■ Passage:
The October 2014 Warrant Indenture also provides for adjustment in the class and/or number of securities issuable upon the exercise of the Adjusted October 2014 Warrants and/or exercise price per security in the event Bridgeport: (a) reclassifies or redesignates its Post-Consolidation Bridgeport Shares or any other capital reorganization; and (b) consolidates, merges or amalgamates with or into any other corporation which results in the cancellation, reclassification or redesignation of the Post-Consolidation Bridgeport Shares or a change or conversion of the Post-Consolidation Bridgeport Shares into other shares or securities or the transfer of all or substantially all of the assets of Bridgeport to another corporation or entity or the Resulting Issuer being controlled (within the meaning of the Tax Act) by another corporation or entity.

No certificate evidencing fractional Adjusted October 2014 Warrants shall be issued or otherwise provided for and a subscriber or a holder shall not be entitled to any cash or other consideration in lieu of any fractional interest in a warrant. Holders of the Adjusted October 2014 Warrants do not have any voting or pre-emptive rights or any other rights which a holder of Post-Consolidation Bridgeport Shares would have.

[Dataset entries]
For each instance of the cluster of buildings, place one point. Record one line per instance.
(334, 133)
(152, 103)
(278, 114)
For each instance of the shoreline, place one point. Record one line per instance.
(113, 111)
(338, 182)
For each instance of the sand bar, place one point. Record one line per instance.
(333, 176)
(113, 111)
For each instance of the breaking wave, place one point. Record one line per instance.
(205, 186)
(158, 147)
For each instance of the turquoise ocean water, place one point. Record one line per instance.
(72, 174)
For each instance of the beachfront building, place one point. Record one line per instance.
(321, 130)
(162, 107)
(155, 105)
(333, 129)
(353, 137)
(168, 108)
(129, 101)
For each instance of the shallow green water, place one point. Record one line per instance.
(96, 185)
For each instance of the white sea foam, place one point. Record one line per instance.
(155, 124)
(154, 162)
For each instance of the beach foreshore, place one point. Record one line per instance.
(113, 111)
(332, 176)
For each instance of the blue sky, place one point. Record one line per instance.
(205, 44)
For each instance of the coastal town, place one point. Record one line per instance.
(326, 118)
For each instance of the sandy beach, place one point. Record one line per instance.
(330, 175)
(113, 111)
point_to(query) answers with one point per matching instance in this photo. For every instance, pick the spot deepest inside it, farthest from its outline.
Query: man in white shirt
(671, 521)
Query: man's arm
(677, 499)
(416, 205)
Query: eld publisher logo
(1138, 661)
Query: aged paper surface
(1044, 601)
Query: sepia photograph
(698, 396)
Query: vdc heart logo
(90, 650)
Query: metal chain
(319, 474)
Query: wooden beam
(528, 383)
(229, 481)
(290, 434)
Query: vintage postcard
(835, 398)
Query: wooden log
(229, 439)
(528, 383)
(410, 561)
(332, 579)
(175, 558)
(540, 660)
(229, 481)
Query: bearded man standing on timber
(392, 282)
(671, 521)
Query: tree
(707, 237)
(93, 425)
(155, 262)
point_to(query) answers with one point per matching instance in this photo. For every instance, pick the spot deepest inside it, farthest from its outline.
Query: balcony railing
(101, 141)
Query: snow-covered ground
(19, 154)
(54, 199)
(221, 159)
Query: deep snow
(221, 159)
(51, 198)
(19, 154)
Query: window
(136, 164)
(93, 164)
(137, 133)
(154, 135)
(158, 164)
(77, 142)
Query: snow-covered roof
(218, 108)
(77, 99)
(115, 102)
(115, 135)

■ Directives:
**A.** Answer these questions from the indenture passage:
(i) Which indenture provides for the adjustment described?
(ii) Is a holder entitled to cash in lieu of a fractional interest in a warrant?
(iii) Do holders of the Adjusted October 2014 Warrants have voting or pre-emptive rights?
**B.** Set down everything in the indenture passage from "No certificate evidencing" down to "Shares would have.".
**C.** From the indenture passage, list every action in clause (b) by which Bridgeport might combine with or into another corporation.
Rely only on the indenture passage for the answers.

■ Outputs:
**A.**
(i) The October 2014 Warrant Indenture.
(ii) No. A holder is not entitled to any cash or other consideration in lieu of a fractional interest.
(iii) No. They have no voting or pre-emptive rights.

**B.**
No certificate evidencing fractional Adjusted October 2014 Warrants shall be issued or otherwise provided for and a subscriber or a holder shall not be entitled to any cash or other consideration in lieu of any fractional interest in a warrant. Holders of the Adjusted October 2014 Warrants do not have any voting or pre-emptive rights or any other rights which a holder of Post-Consolidation Bridgeport Shares would have.

**C.**
consolidates
merges
amalgamates